Given data
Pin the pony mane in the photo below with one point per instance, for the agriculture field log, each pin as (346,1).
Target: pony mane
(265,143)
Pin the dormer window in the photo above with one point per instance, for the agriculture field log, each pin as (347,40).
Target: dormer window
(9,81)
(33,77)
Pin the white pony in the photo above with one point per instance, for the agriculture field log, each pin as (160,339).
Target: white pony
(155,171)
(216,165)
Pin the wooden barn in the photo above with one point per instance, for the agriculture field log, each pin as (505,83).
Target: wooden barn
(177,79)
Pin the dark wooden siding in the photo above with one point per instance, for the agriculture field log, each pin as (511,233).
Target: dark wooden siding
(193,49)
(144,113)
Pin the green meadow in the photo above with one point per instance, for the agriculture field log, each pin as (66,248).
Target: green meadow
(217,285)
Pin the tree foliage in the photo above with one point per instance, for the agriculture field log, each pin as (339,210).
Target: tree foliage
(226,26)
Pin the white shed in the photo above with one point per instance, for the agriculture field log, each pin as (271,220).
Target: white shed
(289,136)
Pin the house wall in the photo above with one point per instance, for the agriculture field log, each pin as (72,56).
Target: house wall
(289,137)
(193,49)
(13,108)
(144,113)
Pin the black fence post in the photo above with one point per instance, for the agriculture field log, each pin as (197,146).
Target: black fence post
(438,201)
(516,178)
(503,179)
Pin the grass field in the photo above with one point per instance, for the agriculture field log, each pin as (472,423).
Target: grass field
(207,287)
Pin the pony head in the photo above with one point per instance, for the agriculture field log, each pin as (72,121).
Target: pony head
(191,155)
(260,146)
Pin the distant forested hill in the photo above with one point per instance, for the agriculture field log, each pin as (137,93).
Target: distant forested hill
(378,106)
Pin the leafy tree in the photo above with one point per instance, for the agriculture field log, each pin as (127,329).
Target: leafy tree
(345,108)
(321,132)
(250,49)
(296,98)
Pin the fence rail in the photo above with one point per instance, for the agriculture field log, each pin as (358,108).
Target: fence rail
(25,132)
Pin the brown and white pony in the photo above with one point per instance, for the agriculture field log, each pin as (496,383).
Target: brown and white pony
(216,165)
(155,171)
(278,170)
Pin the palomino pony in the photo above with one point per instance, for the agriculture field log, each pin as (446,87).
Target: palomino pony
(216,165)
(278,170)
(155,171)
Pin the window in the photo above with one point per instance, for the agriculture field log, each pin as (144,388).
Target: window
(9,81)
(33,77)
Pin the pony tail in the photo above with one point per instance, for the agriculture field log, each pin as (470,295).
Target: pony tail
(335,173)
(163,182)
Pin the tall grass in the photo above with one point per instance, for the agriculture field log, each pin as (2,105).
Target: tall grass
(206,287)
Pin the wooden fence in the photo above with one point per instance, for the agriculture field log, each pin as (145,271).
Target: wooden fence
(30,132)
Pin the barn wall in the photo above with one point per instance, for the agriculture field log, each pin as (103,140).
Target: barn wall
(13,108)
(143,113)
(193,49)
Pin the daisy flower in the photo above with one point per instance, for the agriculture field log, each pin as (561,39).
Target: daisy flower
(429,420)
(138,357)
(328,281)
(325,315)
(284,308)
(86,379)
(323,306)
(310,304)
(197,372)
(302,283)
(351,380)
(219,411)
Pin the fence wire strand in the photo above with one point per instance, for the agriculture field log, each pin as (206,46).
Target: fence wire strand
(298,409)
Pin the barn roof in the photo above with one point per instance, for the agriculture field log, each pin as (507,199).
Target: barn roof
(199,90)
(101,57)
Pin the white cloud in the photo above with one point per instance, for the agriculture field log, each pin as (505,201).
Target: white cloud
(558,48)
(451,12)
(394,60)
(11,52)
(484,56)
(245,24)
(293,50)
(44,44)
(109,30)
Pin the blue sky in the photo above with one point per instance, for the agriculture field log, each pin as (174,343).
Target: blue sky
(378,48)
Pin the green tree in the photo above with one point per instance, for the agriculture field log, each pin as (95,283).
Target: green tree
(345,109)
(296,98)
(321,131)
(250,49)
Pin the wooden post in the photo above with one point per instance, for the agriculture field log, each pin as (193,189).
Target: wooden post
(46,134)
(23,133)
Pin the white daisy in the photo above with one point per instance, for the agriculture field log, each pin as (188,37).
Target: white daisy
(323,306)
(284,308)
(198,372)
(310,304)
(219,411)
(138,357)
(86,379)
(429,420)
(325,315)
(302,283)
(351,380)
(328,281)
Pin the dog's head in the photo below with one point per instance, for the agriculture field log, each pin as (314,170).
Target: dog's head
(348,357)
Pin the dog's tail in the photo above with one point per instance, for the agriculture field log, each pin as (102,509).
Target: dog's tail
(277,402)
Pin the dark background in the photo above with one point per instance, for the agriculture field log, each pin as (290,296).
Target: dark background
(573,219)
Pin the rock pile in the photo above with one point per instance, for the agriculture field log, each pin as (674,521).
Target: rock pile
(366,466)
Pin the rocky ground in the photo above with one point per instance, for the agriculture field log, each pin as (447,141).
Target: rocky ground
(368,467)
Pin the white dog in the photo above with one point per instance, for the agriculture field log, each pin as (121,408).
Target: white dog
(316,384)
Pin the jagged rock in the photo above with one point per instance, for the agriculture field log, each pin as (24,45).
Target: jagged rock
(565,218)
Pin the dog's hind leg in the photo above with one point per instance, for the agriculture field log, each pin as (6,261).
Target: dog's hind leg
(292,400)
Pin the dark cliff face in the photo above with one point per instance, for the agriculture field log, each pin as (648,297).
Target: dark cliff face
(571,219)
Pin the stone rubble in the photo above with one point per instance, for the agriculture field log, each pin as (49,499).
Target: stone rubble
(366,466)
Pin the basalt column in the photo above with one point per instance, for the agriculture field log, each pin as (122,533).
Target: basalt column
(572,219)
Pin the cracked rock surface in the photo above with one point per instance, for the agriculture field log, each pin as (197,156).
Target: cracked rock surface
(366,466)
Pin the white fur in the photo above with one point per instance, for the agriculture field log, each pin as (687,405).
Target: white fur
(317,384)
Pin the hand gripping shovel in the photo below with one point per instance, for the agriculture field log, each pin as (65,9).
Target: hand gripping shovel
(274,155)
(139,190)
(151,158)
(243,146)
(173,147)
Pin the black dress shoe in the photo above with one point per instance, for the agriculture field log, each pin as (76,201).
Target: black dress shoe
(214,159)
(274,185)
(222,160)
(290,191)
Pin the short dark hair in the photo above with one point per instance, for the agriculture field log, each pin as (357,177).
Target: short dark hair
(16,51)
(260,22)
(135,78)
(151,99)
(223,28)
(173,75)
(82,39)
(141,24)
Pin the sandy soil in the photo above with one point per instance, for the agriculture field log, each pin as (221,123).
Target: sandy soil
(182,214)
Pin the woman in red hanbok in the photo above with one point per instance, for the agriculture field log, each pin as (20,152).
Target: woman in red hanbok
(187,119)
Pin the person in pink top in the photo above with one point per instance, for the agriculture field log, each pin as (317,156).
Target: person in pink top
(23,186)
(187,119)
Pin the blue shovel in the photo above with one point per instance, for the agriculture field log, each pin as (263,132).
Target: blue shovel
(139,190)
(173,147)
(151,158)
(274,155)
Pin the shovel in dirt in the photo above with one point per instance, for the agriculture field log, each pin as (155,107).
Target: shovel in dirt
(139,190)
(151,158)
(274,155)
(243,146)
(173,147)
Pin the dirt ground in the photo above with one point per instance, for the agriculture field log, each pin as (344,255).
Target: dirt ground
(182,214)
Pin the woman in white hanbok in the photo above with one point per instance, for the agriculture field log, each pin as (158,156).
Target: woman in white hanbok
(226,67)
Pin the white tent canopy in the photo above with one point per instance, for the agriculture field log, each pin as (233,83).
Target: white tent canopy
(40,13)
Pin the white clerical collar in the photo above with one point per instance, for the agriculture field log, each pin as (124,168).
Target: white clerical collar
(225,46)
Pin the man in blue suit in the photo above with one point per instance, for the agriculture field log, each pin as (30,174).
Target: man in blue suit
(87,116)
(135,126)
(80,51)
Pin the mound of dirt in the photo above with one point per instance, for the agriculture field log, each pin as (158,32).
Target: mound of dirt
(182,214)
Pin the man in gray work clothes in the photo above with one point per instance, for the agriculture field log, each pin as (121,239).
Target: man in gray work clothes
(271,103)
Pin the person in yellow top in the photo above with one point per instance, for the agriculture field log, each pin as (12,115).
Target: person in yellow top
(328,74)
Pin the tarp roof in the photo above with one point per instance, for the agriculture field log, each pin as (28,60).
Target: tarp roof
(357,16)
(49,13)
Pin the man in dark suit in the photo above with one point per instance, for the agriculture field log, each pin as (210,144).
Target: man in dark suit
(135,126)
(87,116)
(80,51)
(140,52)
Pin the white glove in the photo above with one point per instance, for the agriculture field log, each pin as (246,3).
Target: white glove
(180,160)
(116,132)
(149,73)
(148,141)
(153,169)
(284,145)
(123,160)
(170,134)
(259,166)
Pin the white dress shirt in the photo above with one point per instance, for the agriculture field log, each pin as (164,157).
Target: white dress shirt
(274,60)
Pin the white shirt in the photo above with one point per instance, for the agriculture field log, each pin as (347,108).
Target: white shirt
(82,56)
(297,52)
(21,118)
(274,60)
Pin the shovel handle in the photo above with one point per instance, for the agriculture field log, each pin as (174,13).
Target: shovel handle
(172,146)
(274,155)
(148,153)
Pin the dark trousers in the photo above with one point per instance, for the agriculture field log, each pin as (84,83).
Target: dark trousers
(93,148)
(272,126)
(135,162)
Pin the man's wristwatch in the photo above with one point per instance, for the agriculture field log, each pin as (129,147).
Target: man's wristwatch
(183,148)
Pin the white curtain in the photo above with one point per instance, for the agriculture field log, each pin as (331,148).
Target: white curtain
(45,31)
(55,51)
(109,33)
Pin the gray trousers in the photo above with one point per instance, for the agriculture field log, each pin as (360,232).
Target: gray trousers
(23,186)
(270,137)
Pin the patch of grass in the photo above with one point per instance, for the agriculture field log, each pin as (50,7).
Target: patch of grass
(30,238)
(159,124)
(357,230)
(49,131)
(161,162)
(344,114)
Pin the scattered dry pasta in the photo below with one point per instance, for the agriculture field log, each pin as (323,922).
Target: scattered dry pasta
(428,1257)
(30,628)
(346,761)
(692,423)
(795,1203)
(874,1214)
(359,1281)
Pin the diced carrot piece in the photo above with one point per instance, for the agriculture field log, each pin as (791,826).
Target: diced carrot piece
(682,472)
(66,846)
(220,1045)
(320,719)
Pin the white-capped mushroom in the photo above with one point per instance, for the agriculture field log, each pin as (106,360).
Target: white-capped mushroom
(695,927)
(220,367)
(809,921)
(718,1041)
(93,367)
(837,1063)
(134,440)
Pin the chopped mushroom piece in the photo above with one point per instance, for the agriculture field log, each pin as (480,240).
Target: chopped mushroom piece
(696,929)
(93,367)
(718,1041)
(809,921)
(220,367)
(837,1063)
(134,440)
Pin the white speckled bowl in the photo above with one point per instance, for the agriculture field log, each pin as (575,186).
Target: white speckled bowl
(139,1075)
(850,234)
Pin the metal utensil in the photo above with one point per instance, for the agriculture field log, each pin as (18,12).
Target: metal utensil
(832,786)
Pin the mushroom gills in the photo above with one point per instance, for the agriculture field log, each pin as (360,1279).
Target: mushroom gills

Try it
Report every line of the data in which "below" appears.

Written answer
Pin the pony mane in the photo below with one point per instance, for the agriculture field log, each pin as (346,1).
Pin the dog's head in the photo below with one point per instance, for the agriculture field log, each pin as (314,170).
Pin the hand gripping shovel in the photo below with one point per instance, for the agriculture field log, each pin as (65,9).
Pin the scattered dry pasta in the photo below with one point per instance, for the agriculture field log, each pin as (323,922).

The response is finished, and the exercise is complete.